**TASK INSTRUCTIONS**
Which lines in the items below contain the string "ceiling"? Collect each of them and copy it in full.

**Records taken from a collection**
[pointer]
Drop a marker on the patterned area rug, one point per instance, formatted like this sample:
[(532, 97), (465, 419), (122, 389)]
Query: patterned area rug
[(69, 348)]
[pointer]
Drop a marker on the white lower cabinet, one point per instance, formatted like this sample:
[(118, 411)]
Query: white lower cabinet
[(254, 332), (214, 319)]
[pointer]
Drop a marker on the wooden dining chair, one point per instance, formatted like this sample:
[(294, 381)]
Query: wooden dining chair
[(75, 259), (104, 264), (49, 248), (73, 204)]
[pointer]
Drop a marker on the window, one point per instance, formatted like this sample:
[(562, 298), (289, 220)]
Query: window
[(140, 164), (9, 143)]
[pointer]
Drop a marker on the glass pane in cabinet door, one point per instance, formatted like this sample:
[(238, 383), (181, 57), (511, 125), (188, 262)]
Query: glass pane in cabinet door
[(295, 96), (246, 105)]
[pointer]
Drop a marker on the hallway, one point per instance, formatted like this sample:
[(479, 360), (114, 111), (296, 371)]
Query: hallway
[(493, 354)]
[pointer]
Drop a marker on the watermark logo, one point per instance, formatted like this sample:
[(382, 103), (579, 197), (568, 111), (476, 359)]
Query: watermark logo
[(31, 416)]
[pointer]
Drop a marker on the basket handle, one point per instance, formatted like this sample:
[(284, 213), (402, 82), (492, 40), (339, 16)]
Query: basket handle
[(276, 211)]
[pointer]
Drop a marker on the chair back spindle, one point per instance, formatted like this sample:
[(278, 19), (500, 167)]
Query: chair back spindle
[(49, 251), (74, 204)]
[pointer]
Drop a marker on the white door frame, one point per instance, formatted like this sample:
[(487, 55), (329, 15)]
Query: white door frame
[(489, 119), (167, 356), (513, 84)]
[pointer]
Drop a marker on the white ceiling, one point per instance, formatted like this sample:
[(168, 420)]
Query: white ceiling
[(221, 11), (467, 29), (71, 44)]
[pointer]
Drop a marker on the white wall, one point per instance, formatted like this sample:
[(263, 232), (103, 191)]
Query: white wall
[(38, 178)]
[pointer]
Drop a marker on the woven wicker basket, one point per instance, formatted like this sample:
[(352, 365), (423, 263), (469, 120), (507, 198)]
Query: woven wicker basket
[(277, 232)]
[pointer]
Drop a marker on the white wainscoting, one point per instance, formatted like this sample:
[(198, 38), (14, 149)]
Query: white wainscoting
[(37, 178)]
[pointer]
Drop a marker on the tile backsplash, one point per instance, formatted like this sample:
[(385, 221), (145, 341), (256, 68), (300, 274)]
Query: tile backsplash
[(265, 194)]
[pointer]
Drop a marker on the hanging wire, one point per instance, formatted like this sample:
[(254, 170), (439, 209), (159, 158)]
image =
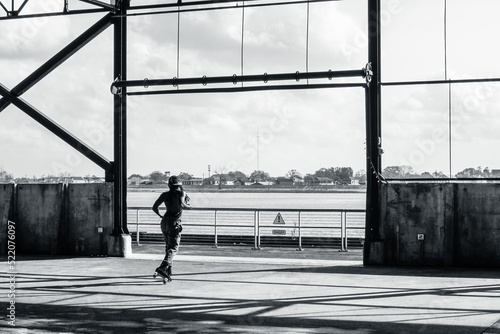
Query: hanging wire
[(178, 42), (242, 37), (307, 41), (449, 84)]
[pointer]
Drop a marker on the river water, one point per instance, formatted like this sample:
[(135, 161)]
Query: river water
* * *
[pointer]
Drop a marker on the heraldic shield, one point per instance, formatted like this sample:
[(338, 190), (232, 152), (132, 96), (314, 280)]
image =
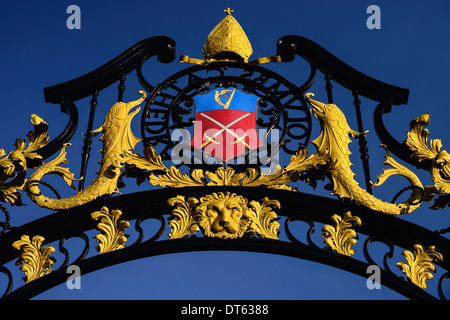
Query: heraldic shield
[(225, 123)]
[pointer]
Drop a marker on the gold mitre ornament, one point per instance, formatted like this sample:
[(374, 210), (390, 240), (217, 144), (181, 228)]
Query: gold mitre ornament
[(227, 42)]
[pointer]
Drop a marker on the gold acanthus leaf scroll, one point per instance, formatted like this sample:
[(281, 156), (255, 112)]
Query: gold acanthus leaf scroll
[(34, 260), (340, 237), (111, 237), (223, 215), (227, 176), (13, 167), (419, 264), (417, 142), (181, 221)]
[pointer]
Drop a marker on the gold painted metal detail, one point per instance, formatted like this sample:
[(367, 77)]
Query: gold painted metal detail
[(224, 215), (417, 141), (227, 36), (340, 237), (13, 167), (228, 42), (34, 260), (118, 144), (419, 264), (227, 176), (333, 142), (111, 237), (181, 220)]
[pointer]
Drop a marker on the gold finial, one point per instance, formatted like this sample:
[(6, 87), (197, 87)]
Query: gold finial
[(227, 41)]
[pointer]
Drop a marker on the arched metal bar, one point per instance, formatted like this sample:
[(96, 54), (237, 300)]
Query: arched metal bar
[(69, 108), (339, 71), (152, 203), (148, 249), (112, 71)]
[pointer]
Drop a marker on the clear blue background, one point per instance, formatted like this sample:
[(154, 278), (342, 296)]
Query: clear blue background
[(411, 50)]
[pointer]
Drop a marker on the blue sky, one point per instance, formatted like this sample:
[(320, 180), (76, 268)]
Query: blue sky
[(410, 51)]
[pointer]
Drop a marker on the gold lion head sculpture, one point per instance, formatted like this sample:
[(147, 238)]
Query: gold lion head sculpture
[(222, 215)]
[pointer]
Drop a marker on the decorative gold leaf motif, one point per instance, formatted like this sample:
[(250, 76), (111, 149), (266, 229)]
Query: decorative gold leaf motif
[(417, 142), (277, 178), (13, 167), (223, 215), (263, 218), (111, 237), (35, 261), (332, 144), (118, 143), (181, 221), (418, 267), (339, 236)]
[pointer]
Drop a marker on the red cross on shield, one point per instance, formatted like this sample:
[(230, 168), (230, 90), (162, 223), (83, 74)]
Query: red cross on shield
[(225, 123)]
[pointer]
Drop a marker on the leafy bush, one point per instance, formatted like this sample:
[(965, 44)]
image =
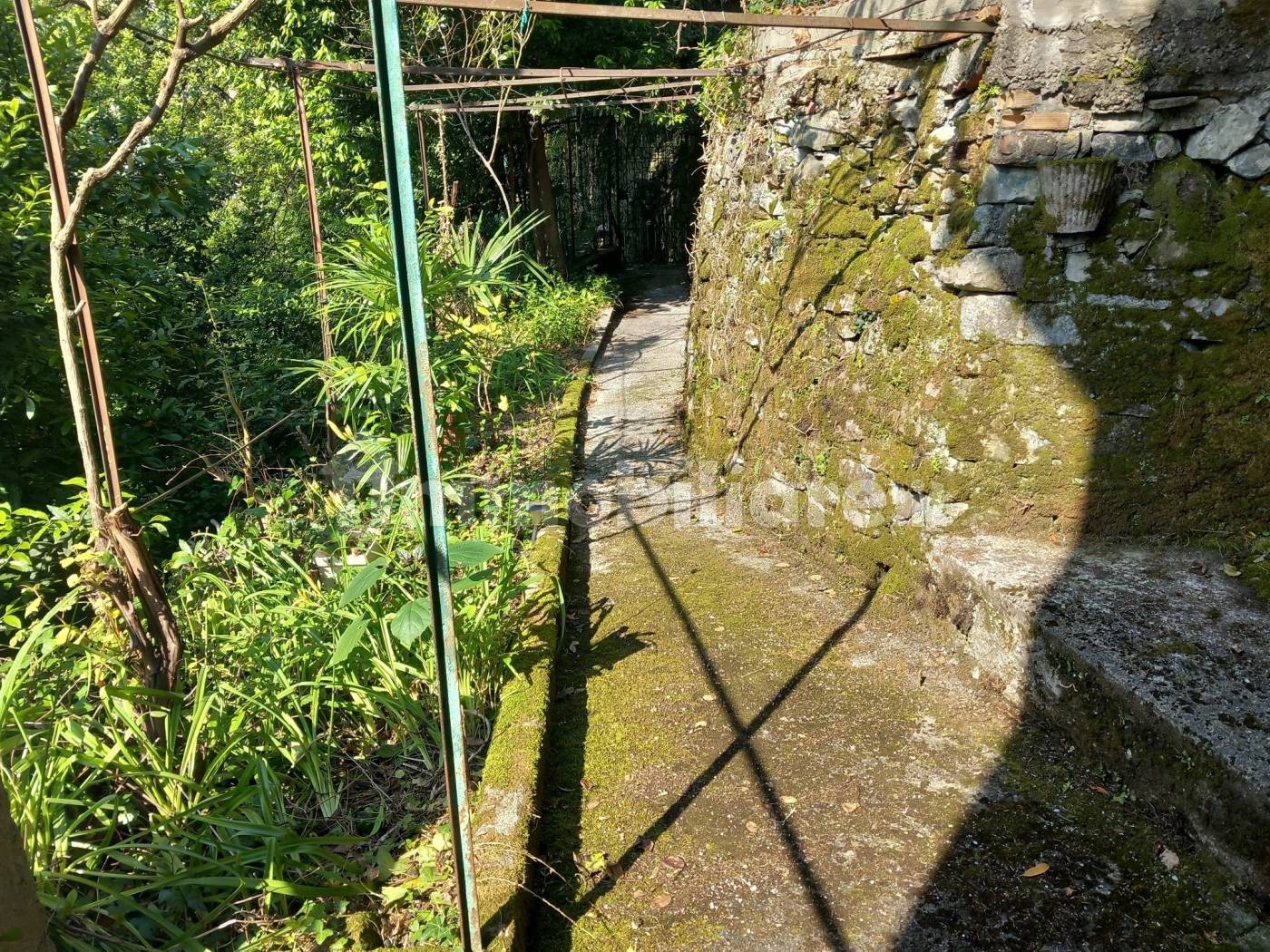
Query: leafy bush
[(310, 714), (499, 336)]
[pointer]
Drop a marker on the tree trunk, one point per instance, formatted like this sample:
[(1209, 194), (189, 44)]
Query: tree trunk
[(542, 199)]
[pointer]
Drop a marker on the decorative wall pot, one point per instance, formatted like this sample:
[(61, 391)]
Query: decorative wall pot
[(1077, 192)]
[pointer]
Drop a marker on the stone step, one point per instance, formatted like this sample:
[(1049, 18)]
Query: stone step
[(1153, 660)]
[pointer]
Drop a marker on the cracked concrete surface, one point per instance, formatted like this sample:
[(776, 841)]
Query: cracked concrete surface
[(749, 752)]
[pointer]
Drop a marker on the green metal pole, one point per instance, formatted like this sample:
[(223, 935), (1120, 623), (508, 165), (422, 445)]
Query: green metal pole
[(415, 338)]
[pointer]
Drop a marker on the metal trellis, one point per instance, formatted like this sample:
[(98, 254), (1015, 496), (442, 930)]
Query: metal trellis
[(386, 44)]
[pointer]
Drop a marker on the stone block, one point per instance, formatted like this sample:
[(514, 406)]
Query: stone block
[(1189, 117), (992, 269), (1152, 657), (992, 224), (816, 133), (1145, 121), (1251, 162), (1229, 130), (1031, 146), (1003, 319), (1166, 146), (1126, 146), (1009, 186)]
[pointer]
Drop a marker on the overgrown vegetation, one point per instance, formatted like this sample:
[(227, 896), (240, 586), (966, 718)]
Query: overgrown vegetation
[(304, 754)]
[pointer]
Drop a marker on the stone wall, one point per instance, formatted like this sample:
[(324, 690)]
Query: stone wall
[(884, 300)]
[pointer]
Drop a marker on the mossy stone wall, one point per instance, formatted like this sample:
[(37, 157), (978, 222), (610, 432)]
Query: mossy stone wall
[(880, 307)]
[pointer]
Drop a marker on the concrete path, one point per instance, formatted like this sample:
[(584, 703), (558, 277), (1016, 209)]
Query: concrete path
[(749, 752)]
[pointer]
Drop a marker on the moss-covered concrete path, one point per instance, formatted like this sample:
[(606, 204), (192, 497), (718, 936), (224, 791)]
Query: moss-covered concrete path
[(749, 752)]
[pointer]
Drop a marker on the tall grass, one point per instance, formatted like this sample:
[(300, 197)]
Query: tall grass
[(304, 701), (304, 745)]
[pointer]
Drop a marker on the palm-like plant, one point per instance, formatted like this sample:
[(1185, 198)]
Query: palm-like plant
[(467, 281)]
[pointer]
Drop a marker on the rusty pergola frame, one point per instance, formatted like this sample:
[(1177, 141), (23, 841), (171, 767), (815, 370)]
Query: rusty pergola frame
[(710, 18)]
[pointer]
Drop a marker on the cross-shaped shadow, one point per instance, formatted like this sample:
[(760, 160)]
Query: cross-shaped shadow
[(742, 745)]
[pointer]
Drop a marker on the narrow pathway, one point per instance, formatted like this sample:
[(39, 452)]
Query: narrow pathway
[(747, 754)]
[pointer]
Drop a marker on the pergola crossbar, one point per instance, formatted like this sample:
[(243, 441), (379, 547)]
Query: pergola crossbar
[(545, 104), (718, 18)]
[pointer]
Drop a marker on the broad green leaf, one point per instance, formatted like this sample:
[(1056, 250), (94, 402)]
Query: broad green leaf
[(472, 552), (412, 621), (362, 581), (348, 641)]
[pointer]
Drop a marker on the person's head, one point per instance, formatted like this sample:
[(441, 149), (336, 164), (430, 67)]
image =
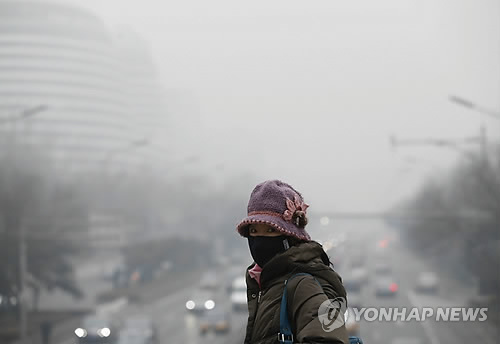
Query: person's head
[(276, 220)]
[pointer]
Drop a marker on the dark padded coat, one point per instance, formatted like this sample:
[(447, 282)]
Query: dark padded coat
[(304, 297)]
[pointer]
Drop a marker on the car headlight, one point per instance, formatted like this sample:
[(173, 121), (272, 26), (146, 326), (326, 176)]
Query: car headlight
* * *
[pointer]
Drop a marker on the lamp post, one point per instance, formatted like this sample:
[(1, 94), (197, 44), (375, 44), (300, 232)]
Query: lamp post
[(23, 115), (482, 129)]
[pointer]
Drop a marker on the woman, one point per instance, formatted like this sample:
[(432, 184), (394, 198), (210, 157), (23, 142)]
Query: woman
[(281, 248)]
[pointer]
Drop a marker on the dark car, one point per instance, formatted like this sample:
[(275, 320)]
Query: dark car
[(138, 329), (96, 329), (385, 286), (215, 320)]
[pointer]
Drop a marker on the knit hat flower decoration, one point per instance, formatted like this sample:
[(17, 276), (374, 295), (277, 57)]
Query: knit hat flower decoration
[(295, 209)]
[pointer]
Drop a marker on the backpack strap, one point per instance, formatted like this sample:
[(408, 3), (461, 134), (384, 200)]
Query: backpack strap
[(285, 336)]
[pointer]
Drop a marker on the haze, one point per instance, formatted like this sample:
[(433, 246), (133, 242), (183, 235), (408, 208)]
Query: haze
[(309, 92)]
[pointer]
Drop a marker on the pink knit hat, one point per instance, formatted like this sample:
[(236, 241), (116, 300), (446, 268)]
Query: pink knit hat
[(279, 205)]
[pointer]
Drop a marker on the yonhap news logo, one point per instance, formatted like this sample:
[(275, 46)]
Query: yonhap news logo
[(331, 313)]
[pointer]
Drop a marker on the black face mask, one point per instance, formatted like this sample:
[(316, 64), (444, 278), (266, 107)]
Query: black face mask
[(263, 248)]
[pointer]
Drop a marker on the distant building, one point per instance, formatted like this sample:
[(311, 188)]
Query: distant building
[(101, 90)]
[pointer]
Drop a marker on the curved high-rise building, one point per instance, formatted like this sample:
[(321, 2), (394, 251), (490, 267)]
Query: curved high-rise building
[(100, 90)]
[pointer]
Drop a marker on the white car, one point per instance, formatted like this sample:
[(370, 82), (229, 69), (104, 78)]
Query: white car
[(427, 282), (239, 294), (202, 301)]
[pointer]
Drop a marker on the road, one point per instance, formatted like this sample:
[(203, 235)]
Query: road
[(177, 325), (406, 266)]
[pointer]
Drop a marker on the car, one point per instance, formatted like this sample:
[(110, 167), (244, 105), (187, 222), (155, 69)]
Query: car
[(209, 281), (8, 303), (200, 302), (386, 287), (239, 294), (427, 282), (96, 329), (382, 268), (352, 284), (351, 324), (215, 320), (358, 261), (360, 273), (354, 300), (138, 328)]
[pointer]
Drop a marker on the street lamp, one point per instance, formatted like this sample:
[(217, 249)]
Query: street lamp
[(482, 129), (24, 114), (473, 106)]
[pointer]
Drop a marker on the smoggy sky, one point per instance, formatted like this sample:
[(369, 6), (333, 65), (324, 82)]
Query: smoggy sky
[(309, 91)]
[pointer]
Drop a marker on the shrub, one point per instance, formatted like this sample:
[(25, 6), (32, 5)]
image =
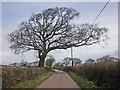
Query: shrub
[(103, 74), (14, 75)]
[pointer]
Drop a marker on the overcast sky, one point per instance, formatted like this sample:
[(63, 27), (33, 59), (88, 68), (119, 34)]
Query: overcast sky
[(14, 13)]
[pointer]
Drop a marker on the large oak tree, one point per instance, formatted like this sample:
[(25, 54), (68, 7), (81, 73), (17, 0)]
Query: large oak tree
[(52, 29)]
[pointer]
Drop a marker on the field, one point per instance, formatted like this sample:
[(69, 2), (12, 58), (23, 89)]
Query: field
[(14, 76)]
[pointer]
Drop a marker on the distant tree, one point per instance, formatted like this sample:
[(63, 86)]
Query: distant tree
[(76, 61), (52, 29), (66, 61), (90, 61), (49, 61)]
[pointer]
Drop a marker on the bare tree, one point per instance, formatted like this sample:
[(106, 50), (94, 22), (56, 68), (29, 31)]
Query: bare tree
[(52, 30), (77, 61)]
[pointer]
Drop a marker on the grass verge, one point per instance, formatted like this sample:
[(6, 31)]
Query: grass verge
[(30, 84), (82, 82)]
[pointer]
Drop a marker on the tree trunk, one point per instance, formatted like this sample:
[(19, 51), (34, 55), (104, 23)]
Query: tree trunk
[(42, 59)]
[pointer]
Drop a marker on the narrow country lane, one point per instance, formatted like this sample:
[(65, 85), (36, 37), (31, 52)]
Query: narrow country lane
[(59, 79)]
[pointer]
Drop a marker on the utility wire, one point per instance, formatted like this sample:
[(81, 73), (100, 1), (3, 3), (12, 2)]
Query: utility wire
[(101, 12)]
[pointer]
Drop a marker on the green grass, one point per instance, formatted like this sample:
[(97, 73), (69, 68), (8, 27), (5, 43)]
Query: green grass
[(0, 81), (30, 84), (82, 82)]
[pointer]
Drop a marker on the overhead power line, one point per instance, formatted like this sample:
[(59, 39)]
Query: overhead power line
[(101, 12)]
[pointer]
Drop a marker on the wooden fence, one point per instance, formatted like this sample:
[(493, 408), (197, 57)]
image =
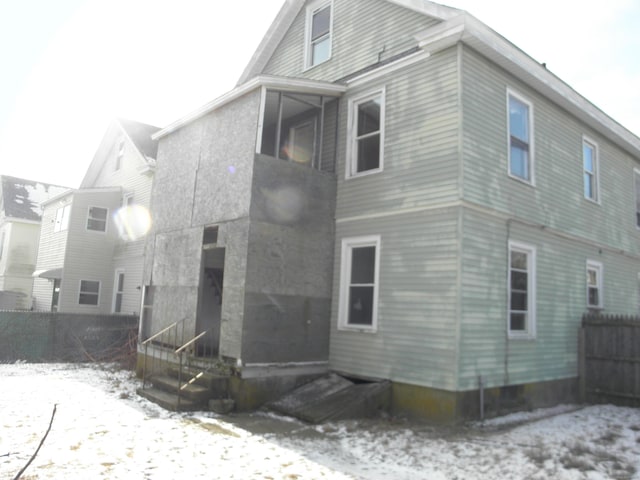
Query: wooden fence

**EXPECTED ANSWER**
Drop a marker on the white ceiling, one point per instance, formatted like this sample:
Query: white ceiling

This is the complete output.